DOCUMENT PASSAGE: Begin

DUBAI (Reuters) - Teams will be ranked based on the percentage of points earned from completed matches to determine the finalists of the inaugural World Test Championship (WTC) next year, the International Cricket Council (ICC) said on Thursday.
The sport's global governing body also decided at its board meeting to shift the women's Twenty20 World Cup, originally scheduled for 2022 in South Africa, to 2023.
The change in WTC rule, prompted by the disruption caused by the COVID-19 pandemic, allowed Australia (82.22%) to leapfrog India (75) to the top of the standings even though Virat Kohli's men had accumulated more points.
England (60.83) are third, followed by New Zealand (50).
ICC chief executive Manu Sawhney said ranking teams based on points earned from completed matches reflected their performance and "doesn't disadvantage teams that have been unable to compete all of their matches through no fault of their own".
The ICC board also decided against extending the WTC cycle to allow teams complete their quota of matches.
"We explored a whole range of options, but our members felt strongly that we should proceed as planned with the first ever World Test Championship Final in June next year," Sawhney said.
Six test series, including four involving Bangladesh, have been postponed or cancelled because of the pandemic.
The nine top test teams were originally scheduled to play six series each over two years in the WTC, with the top two making the showcase final in London.
The ICC also decided against putting three major women's events in 2022, shifting the Twenty20 World Cup in South Africa to 2023.
Next year's 50-overs World Cup in New Zealand had already been postponed to 2022 following the COVID-19 crisis.
Women's cricket will also make its Commonwealth Games debut in Birmingham in 2022.

DOCUMENT PASSAGE: End
EXTRACTED DATA: Begin

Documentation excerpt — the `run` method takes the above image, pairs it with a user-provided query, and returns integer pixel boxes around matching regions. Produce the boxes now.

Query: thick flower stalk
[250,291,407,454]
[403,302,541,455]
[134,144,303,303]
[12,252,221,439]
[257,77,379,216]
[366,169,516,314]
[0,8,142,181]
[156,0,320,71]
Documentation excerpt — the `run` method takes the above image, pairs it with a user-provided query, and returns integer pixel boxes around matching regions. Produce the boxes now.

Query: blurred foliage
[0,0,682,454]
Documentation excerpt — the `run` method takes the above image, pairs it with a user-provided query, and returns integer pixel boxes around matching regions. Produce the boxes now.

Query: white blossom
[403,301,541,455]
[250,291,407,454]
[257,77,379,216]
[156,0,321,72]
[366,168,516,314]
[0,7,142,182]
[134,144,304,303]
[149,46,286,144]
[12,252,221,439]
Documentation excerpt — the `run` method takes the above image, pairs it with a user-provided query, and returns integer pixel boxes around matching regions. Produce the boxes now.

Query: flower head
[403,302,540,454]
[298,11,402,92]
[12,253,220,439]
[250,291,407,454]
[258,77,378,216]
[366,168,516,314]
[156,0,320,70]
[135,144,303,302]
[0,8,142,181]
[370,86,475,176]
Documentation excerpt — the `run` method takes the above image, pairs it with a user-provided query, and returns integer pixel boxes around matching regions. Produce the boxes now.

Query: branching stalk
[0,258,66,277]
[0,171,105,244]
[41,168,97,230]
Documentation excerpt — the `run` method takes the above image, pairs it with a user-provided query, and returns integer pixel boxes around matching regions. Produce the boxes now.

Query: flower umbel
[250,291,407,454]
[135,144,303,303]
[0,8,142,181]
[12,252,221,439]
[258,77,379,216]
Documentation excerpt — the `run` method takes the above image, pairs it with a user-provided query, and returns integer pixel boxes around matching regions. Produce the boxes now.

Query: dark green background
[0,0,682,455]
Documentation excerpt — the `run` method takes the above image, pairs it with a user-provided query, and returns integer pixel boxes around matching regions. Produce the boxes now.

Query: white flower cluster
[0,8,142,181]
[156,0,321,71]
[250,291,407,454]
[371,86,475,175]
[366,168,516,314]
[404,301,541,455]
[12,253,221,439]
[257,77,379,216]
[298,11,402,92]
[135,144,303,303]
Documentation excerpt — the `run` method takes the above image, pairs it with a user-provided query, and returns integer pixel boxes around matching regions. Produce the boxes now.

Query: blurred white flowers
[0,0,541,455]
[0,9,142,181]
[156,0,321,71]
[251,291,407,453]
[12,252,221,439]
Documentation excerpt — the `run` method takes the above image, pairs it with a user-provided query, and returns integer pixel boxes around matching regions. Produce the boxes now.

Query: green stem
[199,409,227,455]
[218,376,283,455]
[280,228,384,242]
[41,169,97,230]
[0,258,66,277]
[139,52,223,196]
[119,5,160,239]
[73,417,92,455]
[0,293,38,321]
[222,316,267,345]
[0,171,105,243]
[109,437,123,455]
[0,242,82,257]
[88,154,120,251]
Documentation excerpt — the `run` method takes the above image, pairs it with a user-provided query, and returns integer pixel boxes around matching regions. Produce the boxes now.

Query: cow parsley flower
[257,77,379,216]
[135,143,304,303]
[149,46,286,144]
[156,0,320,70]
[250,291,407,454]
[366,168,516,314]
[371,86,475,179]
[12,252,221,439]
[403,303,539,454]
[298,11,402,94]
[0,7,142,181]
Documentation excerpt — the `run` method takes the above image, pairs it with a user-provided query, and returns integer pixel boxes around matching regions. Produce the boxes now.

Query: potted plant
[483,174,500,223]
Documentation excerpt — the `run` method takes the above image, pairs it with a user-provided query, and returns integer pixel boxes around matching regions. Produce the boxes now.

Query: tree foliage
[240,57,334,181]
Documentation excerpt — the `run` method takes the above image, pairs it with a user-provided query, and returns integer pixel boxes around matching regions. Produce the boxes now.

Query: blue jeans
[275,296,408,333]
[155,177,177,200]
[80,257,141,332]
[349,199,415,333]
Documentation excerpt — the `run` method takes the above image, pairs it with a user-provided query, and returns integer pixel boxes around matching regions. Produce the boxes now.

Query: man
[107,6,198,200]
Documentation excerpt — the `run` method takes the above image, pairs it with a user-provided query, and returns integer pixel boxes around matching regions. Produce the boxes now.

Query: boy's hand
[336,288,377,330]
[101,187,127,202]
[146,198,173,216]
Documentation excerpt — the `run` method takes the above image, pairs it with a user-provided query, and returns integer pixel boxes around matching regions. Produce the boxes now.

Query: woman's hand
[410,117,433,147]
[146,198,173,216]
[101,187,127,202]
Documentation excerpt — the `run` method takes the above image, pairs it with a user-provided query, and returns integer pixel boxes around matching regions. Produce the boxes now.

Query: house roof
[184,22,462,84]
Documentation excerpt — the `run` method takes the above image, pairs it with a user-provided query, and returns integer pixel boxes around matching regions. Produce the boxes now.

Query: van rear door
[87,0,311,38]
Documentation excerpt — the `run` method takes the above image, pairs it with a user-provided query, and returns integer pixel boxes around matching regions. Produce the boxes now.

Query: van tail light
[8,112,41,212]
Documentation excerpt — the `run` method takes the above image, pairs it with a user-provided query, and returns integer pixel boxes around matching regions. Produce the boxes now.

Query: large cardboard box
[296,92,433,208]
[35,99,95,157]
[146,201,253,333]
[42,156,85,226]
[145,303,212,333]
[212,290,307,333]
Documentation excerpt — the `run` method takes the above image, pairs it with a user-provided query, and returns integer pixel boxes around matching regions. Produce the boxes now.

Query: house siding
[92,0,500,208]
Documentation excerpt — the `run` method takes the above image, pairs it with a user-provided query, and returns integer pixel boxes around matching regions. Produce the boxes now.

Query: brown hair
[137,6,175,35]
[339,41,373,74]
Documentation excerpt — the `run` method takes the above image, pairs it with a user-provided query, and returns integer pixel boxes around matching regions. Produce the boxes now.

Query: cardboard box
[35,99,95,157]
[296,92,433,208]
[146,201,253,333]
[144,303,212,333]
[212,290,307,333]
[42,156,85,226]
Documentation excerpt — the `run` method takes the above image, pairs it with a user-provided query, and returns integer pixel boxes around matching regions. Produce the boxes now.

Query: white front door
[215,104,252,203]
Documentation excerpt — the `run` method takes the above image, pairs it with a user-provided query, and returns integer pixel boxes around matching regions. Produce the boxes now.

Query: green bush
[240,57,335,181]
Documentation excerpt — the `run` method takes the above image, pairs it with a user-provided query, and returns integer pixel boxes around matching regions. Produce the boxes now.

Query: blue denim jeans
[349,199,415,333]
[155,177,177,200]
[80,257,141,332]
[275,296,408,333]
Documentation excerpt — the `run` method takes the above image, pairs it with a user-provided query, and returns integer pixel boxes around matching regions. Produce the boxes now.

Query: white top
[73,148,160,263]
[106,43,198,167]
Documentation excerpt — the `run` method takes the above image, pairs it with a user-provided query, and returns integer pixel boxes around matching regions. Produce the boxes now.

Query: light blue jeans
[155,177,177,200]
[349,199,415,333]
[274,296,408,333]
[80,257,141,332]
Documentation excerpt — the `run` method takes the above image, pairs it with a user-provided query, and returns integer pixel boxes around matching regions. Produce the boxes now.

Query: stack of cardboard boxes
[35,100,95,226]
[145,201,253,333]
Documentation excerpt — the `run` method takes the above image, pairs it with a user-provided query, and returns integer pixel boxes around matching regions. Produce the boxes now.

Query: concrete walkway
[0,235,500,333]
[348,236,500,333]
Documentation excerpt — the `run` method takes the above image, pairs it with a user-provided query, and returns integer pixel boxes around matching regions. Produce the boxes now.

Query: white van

EXTRACTED DATA: End

TASKS TO PERFORM
a. Answer these from the cricket report:
(i) What percentage of points does Australia hold in the standings?
(ii) In which city is the showcase final to be played?
(iii) How many test series have been postponed or cancelled because of the pandemic?
b. Rewrite the cricket report between "The ICC board" and "the COVID-19 crisis.", inclusive, switching "London" to "Southampton".
The listing comes from a source unrelated to the cricket report.

RESULTS OF THE EXERCISE
a.
(i) 82.22%
(ii) London
(iii) Six

b.
The ICC board also decided against extending the WTC cycle to allow teams complete their quota of matches.
"We explored a whole range of options, but our members felt strongly that we should proceed as planned with the first ever World Test Championship Final in June next year," Sawhney said.
Six test series, including four involving Bangladesh, have been postponed or cancelled because of the pandemic.
The nine top test teams were originally scheduled to play six series each over two years in the WTC, with the top two making the showcase final in Southampton.
The ICC also decided against putting three major women's events in 2022, shifting the Twenty20 World Cup in South Africa to 2023.
Next year's 50-overs World Cup in New Zealand had already been postponed to 2022 following the COVID-19 crisis.